◆ To be done ◆
Lay out every line of the rows below as a Markdown table with the columns No. and Line, giving each line a number and leaving out blank lines. Omit the pictures from your answer.

◆ Record list ◆
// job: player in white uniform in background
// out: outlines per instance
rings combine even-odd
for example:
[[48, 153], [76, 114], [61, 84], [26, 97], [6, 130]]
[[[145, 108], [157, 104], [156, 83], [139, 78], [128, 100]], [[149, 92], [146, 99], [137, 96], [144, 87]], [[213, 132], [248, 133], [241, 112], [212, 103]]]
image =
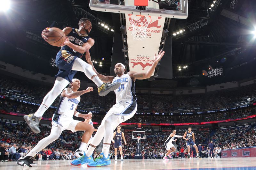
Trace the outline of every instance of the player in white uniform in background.
[[[94, 128], [87, 123], [74, 120], [73, 116], [86, 119], [91, 118], [90, 115], [81, 114], [76, 110], [80, 101], [80, 96], [93, 91], [93, 89], [89, 87], [86, 90], [78, 91], [80, 87], [80, 81], [76, 78], [73, 79], [70, 85], [70, 88], [65, 89], [60, 94], [58, 107], [52, 119], [52, 130], [50, 135], [39, 141], [25, 157], [18, 160], [17, 164], [25, 167], [37, 166], [37, 165], [33, 161], [34, 156], [42, 149], [56, 140], [65, 130], [69, 130], [73, 133], [77, 130], [85, 131], [82, 137], [82, 142], [85, 144], [88, 142], [93, 132]], [[92, 159], [91, 160], [93, 160]]]
[[[158, 62], [164, 54], [161, 50], [157, 55], [155, 54], [155, 62], [146, 73], [137, 73], [130, 71], [124, 73], [125, 67], [121, 63], [117, 63], [115, 66], [115, 73], [116, 76], [105, 76], [99, 73], [93, 66], [89, 51], [87, 50], [85, 58], [88, 63], [92, 66], [93, 70], [103, 82], [120, 82], [121, 85], [114, 91], [116, 96], [116, 104], [108, 112], [99, 126], [90, 145], [83, 157], [83, 160], [78, 159], [72, 161], [73, 164], [89, 163], [88, 167], [101, 166], [109, 165], [111, 163], [109, 157], [109, 147], [113, 137], [113, 129], [121, 123], [132, 118], [137, 110], [137, 98], [135, 94], [135, 80], [136, 79], [149, 78], [153, 74]], [[93, 161], [89, 163], [92, 154], [96, 147], [100, 144], [102, 138], [103, 147], [100, 156]]]
[[[90, 119], [85, 119], [85, 120], [84, 120], [84, 122], [88, 123], [93, 126], [93, 123], [92, 122], [92, 113], [91, 112], [89, 112], [88, 113], [88, 115], [91, 116], [91, 118]], [[95, 132], [97, 131], [97, 129], [94, 129], [94, 131]], [[88, 146], [89, 146], [89, 145], [91, 143], [91, 141], [92, 141], [92, 136], [91, 137], [91, 138], [90, 138], [89, 141], [88, 142], [87, 144], [82, 142], [81, 142], [81, 144], [80, 144], [80, 146], [79, 147], [79, 148], [77, 149], [75, 152], [75, 154], [76, 156], [79, 158], [84, 155], [84, 152], [87, 150], [87, 148], [88, 148]], [[82, 141], [83, 141], [82, 139]]]
[[171, 156], [170, 155], [171, 152], [173, 152], [176, 150], [176, 148], [172, 144], [173, 141], [176, 141], [175, 140], [177, 140], [177, 139], [174, 139], [174, 137], [183, 137], [183, 139], [187, 140], [183, 136], [176, 135], [176, 130], [173, 130], [172, 133], [171, 134], [169, 137], [168, 137], [165, 142], [164, 142], [164, 146], [165, 147], [165, 148], [167, 151], [167, 153], [166, 153], [166, 154], [164, 157], [164, 160], [169, 160], [167, 158], [167, 156], [169, 156], [169, 157], [171, 158]]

◆ Response to this task ◆
| No. | Line |
|---|---|
| 1 | // job: player in white uniform in background |
| 2 | // out: outlines per instance |
| 3 | rings combine even-odd |
| 4 | for example: |
| 5 | [[48, 153], [76, 114], [61, 84], [26, 97], [6, 130]] |
| 6 | [[[145, 108], [157, 104], [156, 83], [139, 78], [128, 100]], [[149, 92], [146, 99], [137, 96], [144, 87]], [[213, 132], [248, 133], [241, 112], [212, 103]]] |
| 7 | image = |
| 8 | Trace the outline of every instance of the player in white uniform in background. |
| 9 | [[[94, 128], [87, 123], [74, 120], [73, 116], [86, 119], [91, 118], [90, 115], [81, 114], [76, 110], [80, 101], [80, 96], [93, 91], [93, 89], [89, 87], [86, 90], [78, 91], [80, 87], [80, 81], [76, 78], [73, 79], [70, 85], [70, 88], [65, 89], [60, 94], [58, 107], [52, 119], [52, 130], [50, 135], [39, 141], [25, 157], [18, 160], [17, 164], [25, 167], [37, 166], [37, 165], [33, 161], [34, 156], [42, 149], [56, 140], [65, 130], [69, 130], [73, 133], [77, 130], [85, 131], [82, 137], [82, 142], [85, 144], [88, 142], [93, 132]], [[92, 159], [91, 160], [93, 160]]] |
| 10 | [[[158, 62], [164, 54], [161, 50], [157, 55], [155, 54], [155, 62], [146, 73], [137, 73], [130, 71], [124, 73], [125, 67], [121, 63], [117, 63], [115, 66], [115, 73], [116, 76], [105, 76], [99, 73], [93, 66], [89, 51], [87, 50], [85, 58], [88, 63], [92, 66], [93, 70], [103, 82], [120, 82], [121, 85], [114, 91], [116, 96], [116, 104], [108, 112], [99, 126], [90, 145], [83, 157], [83, 160], [78, 159], [72, 161], [73, 164], [89, 163], [88, 167], [101, 166], [109, 165], [111, 163], [109, 157], [109, 147], [113, 137], [113, 129], [121, 123], [132, 118], [137, 110], [137, 98], [135, 94], [135, 80], [136, 79], [149, 78], [153, 74]], [[93, 161], [89, 163], [92, 154], [96, 147], [100, 144], [102, 138], [103, 147], [100, 156]]] |
| 11 | [[[90, 119], [85, 119], [85, 120], [84, 120], [84, 122], [88, 123], [93, 126], [93, 123], [92, 122], [92, 113], [91, 112], [89, 112], [88, 113], [88, 115], [91, 116], [91, 118]], [[95, 132], [97, 131], [97, 129], [94, 129], [94, 131]], [[88, 146], [89, 146], [89, 145], [91, 143], [91, 141], [92, 141], [92, 136], [91, 137], [91, 138], [90, 138], [89, 141], [88, 142], [87, 144], [82, 142], [81, 142], [81, 144], [80, 144], [80, 146], [79, 147], [79, 148], [77, 149], [75, 152], [75, 154], [76, 156], [79, 158], [84, 155], [84, 152], [87, 150], [87, 148], [88, 148]], [[82, 141], [83, 141], [82, 139]]] |
| 12 | [[171, 156], [170, 155], [171, 152], [173, 152], [176, 150], [176, 148], [172, 144], [173, 141], [176, 141], [175, 140], [177, 140], [177, 139], [174, 139], [174, 137], [183, 137], [183, 139], [187, 140], [183, 136], [176, 135], [176, 130], [173, 130], [172, 133], [171, 134], [169, 137], [168, 137], [165, 142], [164, 142], [164, 146], [165, 147], [165, 148], [167, 151], [167, 153], [166, 153], [166, 154], [164, 157], [164, 160], [169, 160], [167, 158], [167, 156], [169, 156], [169, 157], [171, 158]] |